[BEGIN Text section]

# New Dishwashers Siphoning



## IanBrown (Dec 15, 2011)

So about a year ago a guy from the company i work for installed a dishwasher with the trap under the floor. Everything seemed to be hooked up correctly but a few days ago i got a call back because its burnt 2 elements out of it. In talking with the local appliance repair they told me the new samsung and LG washers have this problem and need to be hooked up like a clothes washer with a stand pipe and all to stop the siphon?? I've never heard of this and I really dont like the idea of burying that behind the dishwasher plus im thinking itll make it stick out quite a bit any suggestions?


----------



## SlickRick (Sep 3, 2009)

I've never heard of a dishwasher drain done in either manner.


----------



## SlickRick (Sep 3, 2009)

I would assume there was a sink beside the dishwasher, do they not allow disposal or branch y tail piece connections there?


----------



## Radium (Dec 25, 2010)

Put another five feet of dishwasher hose on the factory hose and make a couple loops with the excess pipe behind the washer. Why would anyone put a ptrap in the floor for a sink/dishwasher?


----------



## cityplumbing (Jun 12, 2010)

IanBrown said:


> So about a year ago a guy from the company i work for installed a dishwasher with the trap under the floor. Everything seemed to be hooked up correctly but a few days ago i got a call back because its burnt 2 elements out of it. In talking with the local appliance repair they told me the new samsung and LG washers have this problem and need to be hooked up like a clothes washer with a stand pipe and all to stop the siphon?? I've never heard of this and I really dont like the idea of burying that behind the dishwasher plus im thinking itll make it stick out quite a bit any suggestions?


Just strap the discharge line to the top of the cabinet and it will stop any siphoning. Make sure your discharge is indirectly connected by means of an air break.


----------



## SlickRick (Sep 3, 2009)

A indirect waste behind the dishwasher is asking for trouble. Damage is going to occur down the road.


----------



## IanBrown (Dec 15, 2011)

*RE*

yeah not a huge fan of pee trap in the floor but the dishwasher is nowhere near the sink. I thought about the extra hose with loops but wouldnt that just burn his pump out alot faster? The dishwasher itself has the 2' loop in the discharge up the side of the dishwasher which as far as ive seen should stop the siphon?


----------



## SlickRick (Sep 3, 2009)

[END Text section]

#### [Work instructions]
(1) In the dishwasher siphoning thread, which two brands did the local appliance repair say have this problem?
(2) Reproduce the passage of the dishwasher siphoning thread from "A indirect waste" up to and including "should stop the siphon?".

[BEGIN Dataset records]

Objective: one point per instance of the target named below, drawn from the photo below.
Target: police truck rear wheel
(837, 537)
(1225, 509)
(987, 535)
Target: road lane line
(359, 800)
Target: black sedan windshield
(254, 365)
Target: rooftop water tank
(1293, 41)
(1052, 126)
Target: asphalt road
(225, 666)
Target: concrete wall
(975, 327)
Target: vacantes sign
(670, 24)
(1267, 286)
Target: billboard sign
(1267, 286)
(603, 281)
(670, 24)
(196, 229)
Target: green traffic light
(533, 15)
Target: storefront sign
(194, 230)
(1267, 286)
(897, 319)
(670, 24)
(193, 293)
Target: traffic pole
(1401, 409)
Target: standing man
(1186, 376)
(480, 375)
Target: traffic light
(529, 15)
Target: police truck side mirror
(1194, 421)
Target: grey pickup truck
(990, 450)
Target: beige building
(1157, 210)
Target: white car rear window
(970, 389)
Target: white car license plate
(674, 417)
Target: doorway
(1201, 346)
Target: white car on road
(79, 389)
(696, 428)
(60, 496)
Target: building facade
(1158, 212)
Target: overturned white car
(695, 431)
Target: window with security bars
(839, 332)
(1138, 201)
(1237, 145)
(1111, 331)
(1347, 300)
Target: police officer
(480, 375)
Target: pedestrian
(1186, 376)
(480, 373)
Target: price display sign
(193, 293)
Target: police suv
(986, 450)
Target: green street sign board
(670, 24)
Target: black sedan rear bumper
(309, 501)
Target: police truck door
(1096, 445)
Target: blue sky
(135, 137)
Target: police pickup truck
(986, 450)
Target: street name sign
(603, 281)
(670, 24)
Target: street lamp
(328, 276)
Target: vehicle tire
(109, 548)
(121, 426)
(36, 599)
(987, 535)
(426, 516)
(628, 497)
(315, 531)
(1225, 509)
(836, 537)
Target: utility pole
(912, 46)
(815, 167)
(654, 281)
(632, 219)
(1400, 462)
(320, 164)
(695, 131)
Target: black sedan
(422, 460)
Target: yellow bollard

[END Dataset records]

#### [Responses by task]
(1) Samsung and LG.

(2)
A indirect waste behind the dishwasher is asking for trouble. Damage is going to occur down the road.


----------



## IanBrown (Dec 15, 2011)

*RE*

yeah not a huge fan of pee trap in the floor but the dishwasher is nowhere near the sink. I thought about the extra hose with loops but wouldnt that just burn his pump out alot faster? The dishwasher itself has the 2' loop in the discharge up the side of the dishwasher which as far as ive seen should stop the siphon?